Exercise
Write out every one of the following rows word for word, leaving out the pictures.

Stored rows
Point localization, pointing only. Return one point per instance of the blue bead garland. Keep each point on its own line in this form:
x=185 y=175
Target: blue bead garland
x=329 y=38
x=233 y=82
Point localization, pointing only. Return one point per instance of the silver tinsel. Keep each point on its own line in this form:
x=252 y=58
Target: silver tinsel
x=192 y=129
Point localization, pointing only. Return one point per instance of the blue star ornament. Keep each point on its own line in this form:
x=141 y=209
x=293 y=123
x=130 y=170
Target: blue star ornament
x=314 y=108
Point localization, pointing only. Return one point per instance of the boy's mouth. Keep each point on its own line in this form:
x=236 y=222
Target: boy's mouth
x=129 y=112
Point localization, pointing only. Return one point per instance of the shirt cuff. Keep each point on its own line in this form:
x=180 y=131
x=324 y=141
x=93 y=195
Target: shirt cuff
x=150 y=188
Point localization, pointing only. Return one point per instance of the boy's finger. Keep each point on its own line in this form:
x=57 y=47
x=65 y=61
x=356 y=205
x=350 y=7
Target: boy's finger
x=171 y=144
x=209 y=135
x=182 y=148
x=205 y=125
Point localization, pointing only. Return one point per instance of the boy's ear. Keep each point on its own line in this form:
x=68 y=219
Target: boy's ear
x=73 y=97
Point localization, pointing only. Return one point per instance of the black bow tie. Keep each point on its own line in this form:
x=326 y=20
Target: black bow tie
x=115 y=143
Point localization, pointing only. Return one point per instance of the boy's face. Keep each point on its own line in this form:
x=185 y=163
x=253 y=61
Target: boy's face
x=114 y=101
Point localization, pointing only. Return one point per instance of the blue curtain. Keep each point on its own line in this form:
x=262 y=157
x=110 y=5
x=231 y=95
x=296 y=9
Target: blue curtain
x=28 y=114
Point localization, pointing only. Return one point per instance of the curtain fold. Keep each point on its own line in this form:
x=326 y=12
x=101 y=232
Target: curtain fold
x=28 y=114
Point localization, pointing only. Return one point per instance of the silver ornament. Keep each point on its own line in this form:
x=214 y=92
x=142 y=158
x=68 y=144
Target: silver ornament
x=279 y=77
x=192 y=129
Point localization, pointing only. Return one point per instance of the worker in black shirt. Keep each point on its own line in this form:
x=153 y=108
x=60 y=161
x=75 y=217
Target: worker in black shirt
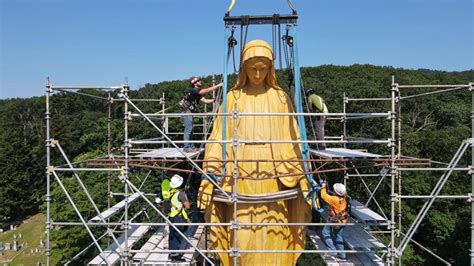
x=189 y=105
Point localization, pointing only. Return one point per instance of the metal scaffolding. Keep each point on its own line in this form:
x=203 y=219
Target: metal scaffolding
x=118 y=168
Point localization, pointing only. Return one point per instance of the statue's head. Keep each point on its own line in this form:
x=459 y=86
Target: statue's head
x=257 y=66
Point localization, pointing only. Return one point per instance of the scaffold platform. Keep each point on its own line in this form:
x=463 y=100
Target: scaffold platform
x=116 y=208
x=343 y=153
x=365 y=215
x=351 y=258
x=168 y=153
x=111 y=253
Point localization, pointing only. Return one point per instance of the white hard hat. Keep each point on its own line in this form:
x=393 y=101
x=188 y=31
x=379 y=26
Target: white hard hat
x=340 y=189
x=176 y=181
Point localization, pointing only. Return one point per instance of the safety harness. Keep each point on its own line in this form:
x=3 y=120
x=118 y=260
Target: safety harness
x=344 y=213
x=177 y=207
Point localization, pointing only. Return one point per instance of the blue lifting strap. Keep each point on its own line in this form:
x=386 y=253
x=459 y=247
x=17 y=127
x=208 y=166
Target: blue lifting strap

Answer to this problem
Point localization, pointing only. Return one point per instance of the blue bead garland. Keep each point on its own line in this form:
x=185 y=175
Target: blue bead garland
x=329 y=38
x=233 y=82
Point localization, pointing only. Return one point per instance of the silver tinsel. Keep each point on its own line in this form:
x=252 y=58
Target: silver tinsel
x=192 y=129
Point localization, pointing only. Return one point per instance of the blue star ornament. Keep each point on its own line in this form:
x=141 y=209
x=293 y=123
x=130 y=170
Target: blue star ornament
x=314 y=108
Point localization, pointing only. Return one point per instance of the boy's mouth. Keep each point on its own line in this form:
x=236 y=222
Target: boy's mouth
x=129 y=112
Point localization, pointing only. Return one point per instance of the shirt cuff. Keep each point on its own line in this form:
x=180 y=131
x=324 y=141
x=93 y=195
Target: shirt cuff
x=150 y=188
Point localization, pointing only. Return one point per instance of the boy's finger. Keep each point on its own line in this form:
x=57 y=47
x=65 y=61
x=356 y=205
x=350 y=7
Target: boy's finger
x=171 y=144
x=209 y=135
x=182 y=148
x=205 y=125
Point localization, pointing only. Return one point per instance of the boy's ear. Keep each point on its own line in this form:
x=68 y=219
Target: boy's ear
x=73 y=97
Point localization, pointing only. Return one point per instance of the black bow tie. Keep each point on its own line in this form:
x=326 y=20
Target: black bow tie
x=115 y=143
Point localization, pointing only. Return one point per instance of the boy's face. Keep each point on its own line in this form:
x=185 y=163
x=253 y=61
Target: boy's face
x=114 y=101
Point localization, pointing only. Return one point per instance of the blue curtain. Keep each point on its own line in this form:
x=262 y=157
x=110 y=5
x=231 y=95
x=296 y=9
Target: blue curtain
x=28 y=114
Point localization, pointing only. Return one point per instance of the curtain fold. Keep each point on its own line in this form:
x=326 y=12
x=101 y=232
Target: curtain fold
x=28 y=114
Point localization, pointing only. Return one point per instance of the silver ornament. Keep each point on its own line in this form:
x=214 y=92
x=142 y=158
x=68 y=144
Target: silver ornament
x=279 y=77
x=192 y=129
Point localization, pointing only. Return one point per instance of the worker in black shirt. Keep each point on its own line in this form:
x=153 y=108
x=60 y=161
x=75 y=217
Target: worker in black shirt
x=189 y=105
Point localization, pointing only. Return one point per instance of the metal scaffolding. Keep each point on its own line in this form:
x=203 y=219
Target: metal scaffolding
x=118 y=168
Point localization, pointing only. Return one point per instance of the statue's head. Keep each point on its own line in this form:
x=459 y=86
Target: statue's head
x=257 y=66
Point localization, pointing only. Return one point per instance of the scaffold platform. Keep each point on its own line in this form:
x=463 y=100
Target: scaffold platform
x=116 y=208
x=343 y=153
x=365 y=215
x=351 y=258
x=168 y=153
x=111 y=253
Point localization, pointing only. Return one point per instance of the white hard hat. Keep each point on its own line in this form:
x=393 y=101
x=188 y=31
x=379 y=26
Target: white hard hat
x=340 y=189
x=176 y=181
Point localization, pointing only. Return one point per instance of the safety harness. Keep each point on its own line in this form:
x=3 y=120
x=118 y=260
Target: safety harness
x=344 y=213
x=177 y=207
Point localization, pointing only. Return one point per instance of the blue lifting strap. Keep each point on its own line in this form:
x=386 y=253
x=459 y=247
x=17 y=127
x=208 y=166
Target: blue lifting strap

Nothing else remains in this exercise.